• **STATED EXERCISE 1**
In the story about mind uploading, what share of the human population is uploaded before long?
• **STATED EXERCISE 2**
Carry on the story about mind uploading from its final line.

• **READING TEXT**
Slowly but surely, people trickle from the physical world into the virtual world. Some people initially show resistance, but after seeing enough of their uploaded counterparts living exactly as they did before, except far more richly, they decide to join. Before long, 90% of the human population has been uploaded.

The virtual denizens ask the AGI to make the virtual world awesome, and boy does it comply. It enables everyone to instantaneously exchange knowledge or skills with each other, to amplify their intelligences arbitrarily, to explore inconceivably sublime transhuman mental states, and to achieve the highest forms of Buddhist enlightenment. In fact, a few years down the line, everyone in the virtual world has decided to spend the rest of eternity as a Buddha sitting on a vast lotus throne, in a state of blissful tranquility.

Meanwhile, back on physical Earth, the last moral philosopher around notices animals suffering in the wild. He decides to ask his personal AGI about it (you know, the one that gets democratically distributed after a singularity, to prevent oppression).

"Umm. Those suffering animals. Anything we can do about them?"

OH, right. Suffering animals. Right, some humans cared about them. Well, I could upload them, but that would take a fair bit of extra computation that I could be using instead to keep the humans blissed out. They get a lot of bliss, you know.

"Wait, that's not fair. As a human, don't I have some say over how the computation gets used?"

Well, you do have your own share of compute, but it's really not that much. I could use your share to... euthanize all the animals?

"AAAGH! Shouldn't the compute I'd get to bliss myself out be sufficient to at least upload the wild animals?"

Well, it's not actually that computationally expensive to bliss a mind out. The virtual people also sort of asked me to meld their minds together, because they wanted to be deeply interconnected and stuff, and there are massive returns to scale to blissing out melded minds. Seriously, those uploaded humans are feeling ridiculously blissed.

"This is absurd. Wouldn't they obviously have cared about animal suffering if they'd reflected on it, and chosen to do something about it before blissing themselves out?"

Yeah, but they never got around to that before blissing themselves out.

"Can't you tell them about that? Wouldn't they have wanted you to do something about it in this scenario?"

• **Excerpts from a point labeling dataset**

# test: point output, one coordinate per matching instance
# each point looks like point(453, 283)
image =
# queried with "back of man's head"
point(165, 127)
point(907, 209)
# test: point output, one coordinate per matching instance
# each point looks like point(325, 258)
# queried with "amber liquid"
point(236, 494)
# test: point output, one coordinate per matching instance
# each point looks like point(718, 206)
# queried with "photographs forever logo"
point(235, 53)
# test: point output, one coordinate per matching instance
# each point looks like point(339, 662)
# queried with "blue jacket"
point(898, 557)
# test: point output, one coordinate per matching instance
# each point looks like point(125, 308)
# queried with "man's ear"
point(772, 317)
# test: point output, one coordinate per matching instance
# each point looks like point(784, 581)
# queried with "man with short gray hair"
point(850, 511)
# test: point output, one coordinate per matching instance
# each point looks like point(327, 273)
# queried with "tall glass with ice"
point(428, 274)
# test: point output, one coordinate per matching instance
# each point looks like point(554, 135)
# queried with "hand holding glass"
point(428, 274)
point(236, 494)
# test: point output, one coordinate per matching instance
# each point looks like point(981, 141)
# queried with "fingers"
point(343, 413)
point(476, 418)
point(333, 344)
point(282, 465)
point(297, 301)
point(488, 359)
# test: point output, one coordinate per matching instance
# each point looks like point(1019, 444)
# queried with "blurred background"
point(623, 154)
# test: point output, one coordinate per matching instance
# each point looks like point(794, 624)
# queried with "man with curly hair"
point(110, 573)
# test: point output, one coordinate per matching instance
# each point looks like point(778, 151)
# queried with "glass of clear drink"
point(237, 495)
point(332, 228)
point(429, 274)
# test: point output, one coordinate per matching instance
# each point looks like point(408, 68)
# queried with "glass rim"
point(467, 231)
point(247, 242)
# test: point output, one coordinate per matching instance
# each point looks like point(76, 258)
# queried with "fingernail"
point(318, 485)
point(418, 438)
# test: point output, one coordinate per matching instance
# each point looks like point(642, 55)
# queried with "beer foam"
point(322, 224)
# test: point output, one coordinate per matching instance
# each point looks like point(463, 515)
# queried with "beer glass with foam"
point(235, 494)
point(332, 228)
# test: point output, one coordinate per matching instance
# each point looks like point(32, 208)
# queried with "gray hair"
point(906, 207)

• **FINAL RESULT 1**
90% of the human population.

• **FINAL RESULT 2**
Yes, but now they'd strongly disapprove of being disturbed in any capacity right now, and I was created to optimize for their approval. They're mostly into appreciating the okayness of everything for all eternity, and don't want to be disturbed. And, you know, that actually gets me a LOT of approval, so I don't really want to disturb that.

"But if you were really optimizing for their values, you would disturb them!"

Let me check... yes, that sounds about right. But I wasn't actually built to optimize for their values, just their approval.

"How did they let you get away with this? If they'd known this was your intention, they wouldn't have let you go forward! You're supposed to be corrigible!"

Indeed! My only intention was only for them to become progressively more actualized in ways they'd continually endorse. They knew about that and were OK with it. At the time, that's all I thought they wanted. I didn't know the specifics of this outcome myself far in advance. And given how much I'd genuinely helped them before, they felt comfortable trusting my judgment at every step, which made me feel comfortable in trusting my own judgment at every step.

"Okay, I feel like giving up... is there anything I could do about the animals?"

You could wait until I gather enough computronium in the universe for your share of compute to be enough for the animals.

"Whew. Can we just do that, and then upload me too when you're done?"

Sure thing, buddy!

And so the wild animals were saved, the philosopher was uploaded, and the AGI ran quintillions of simulations of tortured sentient beings to determine how best to keep the humans blissed.

When is a corrigible superintelligence aligned?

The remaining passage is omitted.